--- START OF PAGE TEXT ---

Document Type

Article

Publication Date

11-2012

Keywords

Philosophical instinct, Prelegal categories

Disciplines

Common Law | Law and Society | Legal History

Abstract

Ancient mythology, literary fiction, and modern science fiction films all recount a similar cautionary tale: human ingenuity gives rise to a powerful invention, but through human fallibility and, in some tellings, venality, the invention becomes a monster and turns on its creators. Perhaps the most famous example is Mary Shelley's Frankenstein, in which Dr. Frankenstein's attempt to fashion a living man from the dead remains of others succeeds, only then to go horribly awry. Such stories are timeless because they warn of the dangers of indelible features of human nature: hubris and short-sightedness. Recent large-scale catastrophes such as the 2010 Deepwater Horizon Gulf oil spill and the 2011 tsunami-induced radiation leakage at the Fukushima nuclear power facility are only the latest reminders of the limits of human ingenuity and the continuing relevance of the Frankenstein story.

--- END OF PAGE TEXT ---

* WRITTEN EXERCISE A: Gather every line of the listing below that contains the string "frame".

--- START OF THE INPUT ---

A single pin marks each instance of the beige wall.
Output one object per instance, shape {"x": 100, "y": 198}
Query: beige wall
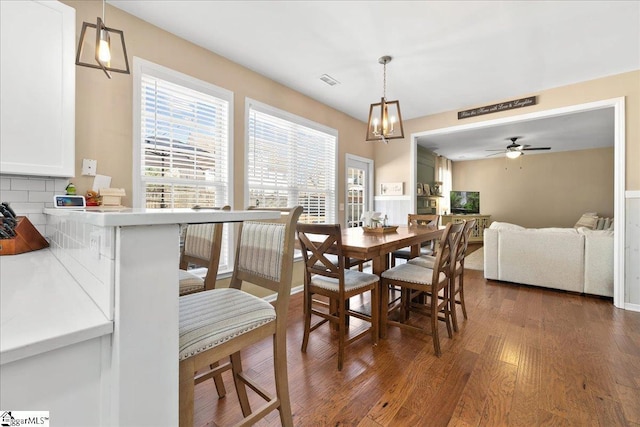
{"x": 541, "y": 190}
{"x": 391, "y": 160}
{"x": 104, "y": 107}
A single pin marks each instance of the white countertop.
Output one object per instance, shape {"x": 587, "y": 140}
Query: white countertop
{"x": 43, "y": 308}
{"x": 139, "y": 216}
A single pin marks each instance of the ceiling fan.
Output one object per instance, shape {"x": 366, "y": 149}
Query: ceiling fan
{"x": 515, "y": 150}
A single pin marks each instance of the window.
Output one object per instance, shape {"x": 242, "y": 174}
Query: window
{"x": 291, "y": 161}
{"x": 183, "y": 140}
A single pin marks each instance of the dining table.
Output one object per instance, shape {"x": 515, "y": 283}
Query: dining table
{"x": 377, "y": 245}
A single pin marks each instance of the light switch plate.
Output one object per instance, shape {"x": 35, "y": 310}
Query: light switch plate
{"x": 89, "y": 167}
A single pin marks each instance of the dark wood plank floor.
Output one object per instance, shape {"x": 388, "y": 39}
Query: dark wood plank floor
{"x": 526, "y": 357}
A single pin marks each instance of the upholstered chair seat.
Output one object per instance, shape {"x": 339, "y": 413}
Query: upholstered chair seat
{"x": 213, "y": 317}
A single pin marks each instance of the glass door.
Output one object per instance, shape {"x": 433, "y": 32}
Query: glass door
{"x": 359, "y": 190}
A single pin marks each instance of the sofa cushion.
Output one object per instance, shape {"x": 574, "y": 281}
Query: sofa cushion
{"x": 495, "y": 225}
{"x": 588, "y": 219}
{"x": 552, "y": 260}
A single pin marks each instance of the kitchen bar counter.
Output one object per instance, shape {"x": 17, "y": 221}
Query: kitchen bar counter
{"x": 126, "y": 260}
{"x": 43, "y": 308}
{"x": 110, "y": 217}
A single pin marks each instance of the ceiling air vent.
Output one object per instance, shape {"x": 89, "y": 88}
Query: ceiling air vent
{"x": 329, "y": 80}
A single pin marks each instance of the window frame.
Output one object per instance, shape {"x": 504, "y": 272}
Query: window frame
{"x": 297, "y": 120}
{"x": 140, "y": 67}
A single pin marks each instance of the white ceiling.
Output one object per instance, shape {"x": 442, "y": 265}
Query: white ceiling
{"x": 448, "y": 55}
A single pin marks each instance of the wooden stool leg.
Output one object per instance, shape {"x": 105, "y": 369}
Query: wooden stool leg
{"x": 434, "y": 325}
{"x": 281, "y": 377}
{"x": 308, "y": 302}
{"x": 341, "y": 332}
{"x": 452, "y": 304}
{"x": 186, "y": 392}
{"x": 464, "y": 307}
{"x": 375, "y": 312}
{"x": 384, "y": 309}
{"x": 241, "y": 388}
{"x": 217, "y": 380}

--- END OF THE INPUT ---

* WRITTEN EXERCISE B: According to the abstract, which two features of human nature do such cautionary stories warn about?

* CORRECT RESULT A:
A single pin marks each instance of the window frame.
Query: window frame

* CORRECT RESULT B: Hubris and short-sightedness.